Task brief. Give back the entries in full, exactly as they are written.

Working data.
╭──
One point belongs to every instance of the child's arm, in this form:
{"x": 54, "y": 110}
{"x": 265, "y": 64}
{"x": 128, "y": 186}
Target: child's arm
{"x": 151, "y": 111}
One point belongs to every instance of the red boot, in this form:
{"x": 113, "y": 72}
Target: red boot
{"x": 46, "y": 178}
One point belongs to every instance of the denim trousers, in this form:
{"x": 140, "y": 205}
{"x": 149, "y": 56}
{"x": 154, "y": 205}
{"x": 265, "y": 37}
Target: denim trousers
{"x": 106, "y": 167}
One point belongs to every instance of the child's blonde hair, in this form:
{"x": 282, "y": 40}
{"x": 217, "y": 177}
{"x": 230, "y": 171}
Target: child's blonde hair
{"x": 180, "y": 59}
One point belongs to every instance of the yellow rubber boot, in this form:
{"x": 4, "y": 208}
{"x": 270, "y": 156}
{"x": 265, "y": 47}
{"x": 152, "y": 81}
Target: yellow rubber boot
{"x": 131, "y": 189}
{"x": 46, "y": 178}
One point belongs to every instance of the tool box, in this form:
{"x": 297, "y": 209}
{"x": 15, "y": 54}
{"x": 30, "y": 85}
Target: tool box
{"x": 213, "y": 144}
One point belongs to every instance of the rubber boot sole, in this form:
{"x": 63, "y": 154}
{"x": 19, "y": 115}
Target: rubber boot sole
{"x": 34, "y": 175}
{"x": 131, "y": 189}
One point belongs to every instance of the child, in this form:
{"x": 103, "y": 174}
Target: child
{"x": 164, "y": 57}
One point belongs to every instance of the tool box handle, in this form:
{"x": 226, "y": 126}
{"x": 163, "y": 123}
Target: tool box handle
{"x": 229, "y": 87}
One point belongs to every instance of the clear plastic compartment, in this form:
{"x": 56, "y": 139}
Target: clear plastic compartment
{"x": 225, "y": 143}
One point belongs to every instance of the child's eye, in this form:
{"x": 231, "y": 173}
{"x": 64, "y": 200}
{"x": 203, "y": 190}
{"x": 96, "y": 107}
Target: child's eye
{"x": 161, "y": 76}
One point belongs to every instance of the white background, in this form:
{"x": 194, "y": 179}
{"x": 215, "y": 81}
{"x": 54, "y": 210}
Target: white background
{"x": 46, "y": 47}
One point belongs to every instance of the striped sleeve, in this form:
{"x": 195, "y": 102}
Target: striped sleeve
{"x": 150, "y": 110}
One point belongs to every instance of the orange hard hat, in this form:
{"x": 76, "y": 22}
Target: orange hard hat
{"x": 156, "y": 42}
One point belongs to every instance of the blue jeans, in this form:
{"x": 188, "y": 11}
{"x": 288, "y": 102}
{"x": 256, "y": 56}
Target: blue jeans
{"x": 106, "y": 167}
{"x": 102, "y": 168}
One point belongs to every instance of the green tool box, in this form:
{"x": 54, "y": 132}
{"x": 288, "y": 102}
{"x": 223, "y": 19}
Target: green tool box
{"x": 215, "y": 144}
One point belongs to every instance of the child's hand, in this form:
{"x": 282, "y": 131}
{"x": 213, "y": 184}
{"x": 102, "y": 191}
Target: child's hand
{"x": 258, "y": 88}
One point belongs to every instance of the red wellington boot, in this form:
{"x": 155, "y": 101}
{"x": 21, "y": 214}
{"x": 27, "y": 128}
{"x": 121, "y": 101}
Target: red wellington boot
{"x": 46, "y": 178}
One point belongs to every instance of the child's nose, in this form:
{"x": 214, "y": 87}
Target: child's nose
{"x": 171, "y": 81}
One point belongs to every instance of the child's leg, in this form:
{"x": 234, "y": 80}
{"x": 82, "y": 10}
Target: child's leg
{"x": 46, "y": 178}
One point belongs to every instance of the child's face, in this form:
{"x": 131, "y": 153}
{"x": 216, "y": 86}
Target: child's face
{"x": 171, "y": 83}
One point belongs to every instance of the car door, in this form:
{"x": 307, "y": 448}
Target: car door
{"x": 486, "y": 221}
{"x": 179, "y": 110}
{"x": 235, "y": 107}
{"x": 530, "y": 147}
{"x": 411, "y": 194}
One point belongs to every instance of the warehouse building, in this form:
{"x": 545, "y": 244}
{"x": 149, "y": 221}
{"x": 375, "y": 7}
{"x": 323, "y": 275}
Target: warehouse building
╰──
Solution to the problem.
One point belongs to every instance of the child's arm, in this form:
{"x": 54, "y": 110}
{"x": 265, "y": 64}
{"x": 128, "y": 186}
Target: child's arm
{"x": 151, "y": 111}
One point belongs to every instance of the red boot, in this form:
{"x": 113, "y": 72}
Target: red boot
{"x": 46, "y": 178}
One point belongs to every instance of the denim trousers, in this form:
{"x": 140, "y": 205}
{"x": 149, "y": 56}
{"x": 154, "y": 205}
{"x": 265, "y": 37}
Target: denim trousers
{"x": 106, "y": 167}
One point belongs to every instance of the child's blonde hair, in this form:
{"x": 282, "y": 40}
{"x": 217, "y": 177}
{"x": 230, "y": 171}
Target: child's blonde hair
{"x": 180, "y": 59}
One point belongs to every instance of the yellow rubber boot, in this form:
{"x": 4, "y": 208}
{"x": 270, "y": 156}
{"x": 265, "y": 47}
{"x": 152, "y": 81}
Target: yellow rubber boot
{"x": 131, "y": 189}
{"x": 46, "y": 178}
One point belongs to every instance of the tool box, in this form:
{"x": 297, "y": 209}
{"x": 15, "y": 54}
{"x": 30, "y": 85}
Target: tool box
{"x": 213, "y": 144}
One point belongs to every instance of the rubber boot sole, in this form:
{"x": 63, "y": 154}
{"x": 19, "y": 115}
Target: rubber boot sole
{"x": 34, "y": 175}
{"x": 131, "y": 189}
One point belongs to every instance of the child, in this form:
{"x": 103, "y": 174}
Target: child
{"x": 164, "y": 57}
One point belongs to every instance of the tool box handle, in this form:
{"x": 226, "y": 126}
{"x": 163, "y": 123}
Target: tool box handle
{"x": 229, "y": 87}
One point belongs to every instance of the clear plastic compartment, in this form:
{"x": 56, "y": 139}
Target: clear plastic compartment
{"x": 225, "y": 143}
One point belongs to every instance of the child's eye, in this form:
{"x": 231, "y": 173}
{"x": 64, "y": 200}
{"x": 203, "y": 190}
{"x": 96, "y": 107}
Target: child's eye
{"x": 161, "y": 76}
One point belongs to every instance of the white background, in this form:
{"x": 194, "y": 179}
{"x": 215, "y": 81}
{"x": 54, "y": 210}
Target: white background
{"x": 46, "y": 47}
One point belongs to every instance of the striped sleeve, in this form:
{"x": 195, "y": 102}
Target: striped sleeve
{"x": 150, "y": 110}
One point belongs to every instance of the orange hard hat, in this form:
{"x": 76, "y": 22}
Target: orange hard hat
{"x": 156, "y": 42}
One point belongs to every instance of the blue jeans, in this form:
{"x": 188, "y": 11}
{"x": 288, "y": 102}
{"x": 256, "y": 56}
Target: blue jeans
{"x": 106, "y": 167}
{"x": 102, "y": 168}
One point belongs to every instance of the green tool box, in this form:
{"x": 54, "y": 132}
{"x": 288, "y": 102}
{"x": 223, "y": 19}
Target: green tool box
{"x": 215, "y": 144}
One point belongs to every instance of the child's hand, in this form:
{"x": 282, "y": 131}
{"x": 213, "y": 184}
{"x": 102, "y": 191}
Target: child's hand
{"x": 258, "y": 88}
One point belongs to every instance of the red wellington boot, in this form:
{"x": 155, "y": 101}
{"x": 21, "y": 214}
{"x": 27, "y": 128}
{"x": 121, "y": 101}
Target: red wellington boot
{"x": 46, "y": 178}
One point belongs to every instance of the child's nose, in this form:
{"x": 214, "y": 87}
Target: child's nose
{"x": 171, "y": 81}
One point belongs to every instance of the child's leg, in this form:
{"x": 234, "y": 80}
{"x": 82, "y": 10}
Target: child's leg
{"x": 46, "y": 178}
One point belongs to every instance of the child's face, in this form:
{"x": 131, "y": 153}
{"x": 216, "y": 86}
Target: child's face
{"x": 171, "y": 83}
One point belongs to every instance of the car door, in this form:
{"x": 307, "y": 448}
Target: car door
{"x": 486, "y": 221}
{"x": 179, "y": 110}
{"x": 235, "y": 107}
{"x": 530, "y": 147}
{"x": 411, "y": 194}
One point belongs to every instance of the warehouse building, in this form:
{"x": 545, "y": 244}
{"x": 149, "y": 221}
{"x": 375, "y": 7}
{"x": 323, "y": 275}
Target: warehouse building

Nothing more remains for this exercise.